◆ EXERCISE AIM
Whenever a line carries the word "background", pull it out of the entries.

◆ DATA SUPPLIED
⟨

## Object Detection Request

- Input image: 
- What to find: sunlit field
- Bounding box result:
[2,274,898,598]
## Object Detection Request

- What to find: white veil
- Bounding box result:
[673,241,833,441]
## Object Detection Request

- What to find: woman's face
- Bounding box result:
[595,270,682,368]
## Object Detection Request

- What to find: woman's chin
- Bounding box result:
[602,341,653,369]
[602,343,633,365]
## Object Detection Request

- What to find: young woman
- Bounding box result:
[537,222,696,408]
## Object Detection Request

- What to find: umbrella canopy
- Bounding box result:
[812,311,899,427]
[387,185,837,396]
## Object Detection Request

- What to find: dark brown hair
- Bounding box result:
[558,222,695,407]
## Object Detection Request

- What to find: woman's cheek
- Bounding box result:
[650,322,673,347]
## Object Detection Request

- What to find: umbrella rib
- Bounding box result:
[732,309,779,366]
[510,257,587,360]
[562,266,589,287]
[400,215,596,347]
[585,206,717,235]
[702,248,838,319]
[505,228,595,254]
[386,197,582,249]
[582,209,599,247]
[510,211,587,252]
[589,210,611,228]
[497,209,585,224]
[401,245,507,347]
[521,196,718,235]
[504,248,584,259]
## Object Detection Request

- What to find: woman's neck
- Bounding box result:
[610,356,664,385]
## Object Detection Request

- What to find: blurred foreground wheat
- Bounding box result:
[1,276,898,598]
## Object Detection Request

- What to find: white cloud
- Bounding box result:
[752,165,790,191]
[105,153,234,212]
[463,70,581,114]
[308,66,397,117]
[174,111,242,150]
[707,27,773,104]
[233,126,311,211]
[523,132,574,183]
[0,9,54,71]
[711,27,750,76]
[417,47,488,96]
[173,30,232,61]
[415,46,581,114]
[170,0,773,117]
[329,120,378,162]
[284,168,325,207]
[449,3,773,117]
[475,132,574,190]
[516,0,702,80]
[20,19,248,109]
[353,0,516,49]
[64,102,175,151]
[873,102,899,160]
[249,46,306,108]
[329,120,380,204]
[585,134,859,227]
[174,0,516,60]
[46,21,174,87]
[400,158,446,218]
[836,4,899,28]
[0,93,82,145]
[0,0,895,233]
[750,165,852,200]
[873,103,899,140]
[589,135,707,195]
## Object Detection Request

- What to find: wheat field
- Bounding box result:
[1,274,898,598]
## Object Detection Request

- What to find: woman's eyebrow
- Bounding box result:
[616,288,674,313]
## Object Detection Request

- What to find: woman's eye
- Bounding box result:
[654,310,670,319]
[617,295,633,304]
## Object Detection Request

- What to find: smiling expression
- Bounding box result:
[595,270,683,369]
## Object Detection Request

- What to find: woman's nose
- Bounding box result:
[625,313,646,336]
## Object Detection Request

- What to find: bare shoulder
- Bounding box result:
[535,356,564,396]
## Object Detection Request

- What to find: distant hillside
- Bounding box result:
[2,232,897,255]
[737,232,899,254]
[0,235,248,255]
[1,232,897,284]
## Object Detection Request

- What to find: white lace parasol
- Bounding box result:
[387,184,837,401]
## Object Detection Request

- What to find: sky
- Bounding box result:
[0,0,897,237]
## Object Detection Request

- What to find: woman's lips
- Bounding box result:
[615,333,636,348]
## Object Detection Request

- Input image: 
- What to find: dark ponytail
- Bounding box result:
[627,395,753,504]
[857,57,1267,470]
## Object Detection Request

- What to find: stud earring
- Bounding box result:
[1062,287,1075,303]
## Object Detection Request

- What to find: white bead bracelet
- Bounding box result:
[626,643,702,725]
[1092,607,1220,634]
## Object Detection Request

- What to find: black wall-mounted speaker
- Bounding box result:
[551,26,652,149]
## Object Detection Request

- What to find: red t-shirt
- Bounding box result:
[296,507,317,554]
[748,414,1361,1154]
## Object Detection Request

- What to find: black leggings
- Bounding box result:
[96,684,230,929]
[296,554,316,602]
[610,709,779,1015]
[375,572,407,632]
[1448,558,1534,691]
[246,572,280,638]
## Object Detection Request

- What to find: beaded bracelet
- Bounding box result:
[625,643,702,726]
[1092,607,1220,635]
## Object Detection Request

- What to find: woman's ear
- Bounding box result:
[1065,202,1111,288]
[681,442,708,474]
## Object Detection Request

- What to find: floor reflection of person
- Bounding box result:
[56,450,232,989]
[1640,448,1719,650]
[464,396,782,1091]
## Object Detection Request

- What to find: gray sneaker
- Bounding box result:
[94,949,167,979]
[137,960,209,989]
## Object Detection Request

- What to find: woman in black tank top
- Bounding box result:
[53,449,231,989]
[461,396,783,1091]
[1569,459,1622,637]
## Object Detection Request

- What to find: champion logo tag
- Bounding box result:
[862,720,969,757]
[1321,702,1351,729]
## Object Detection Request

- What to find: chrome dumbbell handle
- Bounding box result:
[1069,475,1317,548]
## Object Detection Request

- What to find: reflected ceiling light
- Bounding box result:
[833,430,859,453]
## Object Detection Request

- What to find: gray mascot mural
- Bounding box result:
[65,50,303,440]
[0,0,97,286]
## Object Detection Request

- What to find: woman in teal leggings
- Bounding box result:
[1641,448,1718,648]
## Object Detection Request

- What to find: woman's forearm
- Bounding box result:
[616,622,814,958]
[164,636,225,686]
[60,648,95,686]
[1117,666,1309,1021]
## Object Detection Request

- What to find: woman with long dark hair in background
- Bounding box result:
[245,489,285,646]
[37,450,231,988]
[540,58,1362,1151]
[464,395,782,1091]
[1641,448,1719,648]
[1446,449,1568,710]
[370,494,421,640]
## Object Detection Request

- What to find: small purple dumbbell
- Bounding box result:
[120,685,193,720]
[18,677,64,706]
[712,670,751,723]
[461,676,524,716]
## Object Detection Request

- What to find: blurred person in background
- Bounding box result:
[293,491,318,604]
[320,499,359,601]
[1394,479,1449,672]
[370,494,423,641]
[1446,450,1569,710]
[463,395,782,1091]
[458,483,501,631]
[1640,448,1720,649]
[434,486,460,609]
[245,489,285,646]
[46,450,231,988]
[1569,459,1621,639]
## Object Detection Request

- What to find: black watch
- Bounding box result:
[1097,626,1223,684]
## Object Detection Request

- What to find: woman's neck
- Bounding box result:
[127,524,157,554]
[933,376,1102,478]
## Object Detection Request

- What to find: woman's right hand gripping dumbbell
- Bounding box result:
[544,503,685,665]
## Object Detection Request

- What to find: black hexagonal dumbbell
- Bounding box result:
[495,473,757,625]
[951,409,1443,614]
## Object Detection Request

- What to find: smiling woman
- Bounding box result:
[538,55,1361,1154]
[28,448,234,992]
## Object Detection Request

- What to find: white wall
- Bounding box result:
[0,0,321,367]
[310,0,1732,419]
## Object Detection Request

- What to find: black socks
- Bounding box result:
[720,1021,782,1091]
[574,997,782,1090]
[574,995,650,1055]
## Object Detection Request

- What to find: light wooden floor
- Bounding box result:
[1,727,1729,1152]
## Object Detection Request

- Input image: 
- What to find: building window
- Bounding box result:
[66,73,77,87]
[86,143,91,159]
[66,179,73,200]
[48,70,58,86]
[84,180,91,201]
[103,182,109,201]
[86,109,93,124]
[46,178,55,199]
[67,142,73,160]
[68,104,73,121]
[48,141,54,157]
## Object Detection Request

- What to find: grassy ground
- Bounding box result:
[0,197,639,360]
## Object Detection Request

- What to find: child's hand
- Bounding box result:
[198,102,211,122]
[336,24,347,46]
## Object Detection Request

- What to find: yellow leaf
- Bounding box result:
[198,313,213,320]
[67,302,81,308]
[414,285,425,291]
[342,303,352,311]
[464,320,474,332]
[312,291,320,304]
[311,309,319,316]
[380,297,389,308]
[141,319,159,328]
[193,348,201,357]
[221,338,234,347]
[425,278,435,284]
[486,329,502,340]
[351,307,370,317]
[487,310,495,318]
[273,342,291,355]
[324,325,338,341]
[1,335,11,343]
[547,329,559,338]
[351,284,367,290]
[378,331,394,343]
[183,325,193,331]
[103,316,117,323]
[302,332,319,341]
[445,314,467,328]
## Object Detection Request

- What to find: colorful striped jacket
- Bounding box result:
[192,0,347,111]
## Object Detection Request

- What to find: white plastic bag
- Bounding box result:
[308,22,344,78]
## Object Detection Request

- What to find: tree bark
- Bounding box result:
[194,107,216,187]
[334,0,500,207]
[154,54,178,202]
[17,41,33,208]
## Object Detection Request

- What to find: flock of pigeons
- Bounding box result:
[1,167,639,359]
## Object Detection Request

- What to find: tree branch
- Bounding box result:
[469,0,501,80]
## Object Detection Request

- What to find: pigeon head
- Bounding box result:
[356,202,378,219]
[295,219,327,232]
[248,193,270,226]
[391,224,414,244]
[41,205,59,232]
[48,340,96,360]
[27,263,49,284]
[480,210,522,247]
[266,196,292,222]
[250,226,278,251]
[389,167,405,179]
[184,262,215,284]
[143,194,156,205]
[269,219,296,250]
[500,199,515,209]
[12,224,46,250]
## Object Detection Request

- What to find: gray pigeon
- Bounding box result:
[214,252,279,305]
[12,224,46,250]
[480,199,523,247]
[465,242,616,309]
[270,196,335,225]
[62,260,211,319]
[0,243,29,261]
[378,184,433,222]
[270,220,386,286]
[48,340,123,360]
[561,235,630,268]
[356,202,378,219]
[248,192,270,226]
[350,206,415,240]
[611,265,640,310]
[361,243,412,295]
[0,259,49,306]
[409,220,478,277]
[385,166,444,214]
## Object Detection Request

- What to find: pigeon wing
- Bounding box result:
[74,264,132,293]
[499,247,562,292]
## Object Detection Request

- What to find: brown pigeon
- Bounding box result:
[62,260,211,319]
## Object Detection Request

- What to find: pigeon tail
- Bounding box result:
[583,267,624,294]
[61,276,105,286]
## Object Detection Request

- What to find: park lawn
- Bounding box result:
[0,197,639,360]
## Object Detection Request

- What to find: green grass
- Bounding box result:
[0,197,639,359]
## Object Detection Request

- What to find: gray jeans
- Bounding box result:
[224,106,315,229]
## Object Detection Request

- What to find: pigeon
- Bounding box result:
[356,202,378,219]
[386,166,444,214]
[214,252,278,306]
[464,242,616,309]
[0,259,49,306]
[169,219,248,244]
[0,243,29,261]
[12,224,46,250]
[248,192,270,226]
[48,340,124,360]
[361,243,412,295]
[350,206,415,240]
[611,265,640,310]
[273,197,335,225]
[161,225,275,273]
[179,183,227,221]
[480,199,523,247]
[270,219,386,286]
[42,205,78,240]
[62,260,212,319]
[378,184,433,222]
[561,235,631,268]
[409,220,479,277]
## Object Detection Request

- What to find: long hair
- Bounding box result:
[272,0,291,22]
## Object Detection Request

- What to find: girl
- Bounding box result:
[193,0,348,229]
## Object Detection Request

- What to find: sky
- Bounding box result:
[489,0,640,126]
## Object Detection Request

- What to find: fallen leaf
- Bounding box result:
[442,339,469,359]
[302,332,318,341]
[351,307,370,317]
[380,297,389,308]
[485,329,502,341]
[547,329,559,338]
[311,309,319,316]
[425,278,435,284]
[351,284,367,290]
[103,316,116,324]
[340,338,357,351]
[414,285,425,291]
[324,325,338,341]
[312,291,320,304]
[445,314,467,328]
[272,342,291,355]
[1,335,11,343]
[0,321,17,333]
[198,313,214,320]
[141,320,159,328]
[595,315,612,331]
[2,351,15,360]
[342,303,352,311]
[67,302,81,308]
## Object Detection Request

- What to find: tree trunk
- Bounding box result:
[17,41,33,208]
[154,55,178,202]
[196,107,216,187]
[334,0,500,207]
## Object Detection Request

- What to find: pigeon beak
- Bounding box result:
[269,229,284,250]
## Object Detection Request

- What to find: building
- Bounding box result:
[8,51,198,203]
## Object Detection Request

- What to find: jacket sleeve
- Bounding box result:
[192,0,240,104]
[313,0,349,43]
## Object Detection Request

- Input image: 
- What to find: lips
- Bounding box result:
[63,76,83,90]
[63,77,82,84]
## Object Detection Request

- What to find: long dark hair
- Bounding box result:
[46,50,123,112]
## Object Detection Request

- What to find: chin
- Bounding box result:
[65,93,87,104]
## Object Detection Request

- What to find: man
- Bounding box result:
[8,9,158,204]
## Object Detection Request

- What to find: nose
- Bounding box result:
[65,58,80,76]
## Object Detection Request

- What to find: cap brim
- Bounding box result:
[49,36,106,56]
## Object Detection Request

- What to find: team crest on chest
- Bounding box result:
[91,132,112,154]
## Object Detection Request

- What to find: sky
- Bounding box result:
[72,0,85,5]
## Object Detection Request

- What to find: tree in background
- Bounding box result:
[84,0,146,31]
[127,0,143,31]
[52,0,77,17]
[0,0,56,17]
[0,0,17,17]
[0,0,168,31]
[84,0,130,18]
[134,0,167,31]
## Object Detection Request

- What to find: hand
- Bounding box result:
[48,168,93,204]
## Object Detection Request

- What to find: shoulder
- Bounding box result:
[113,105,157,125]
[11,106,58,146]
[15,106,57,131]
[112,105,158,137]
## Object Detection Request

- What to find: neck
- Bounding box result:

⟩

◆ REPLY
- What to find: woman with long dark hair in background
- What to find: blurred person in background
- What to find: tree in background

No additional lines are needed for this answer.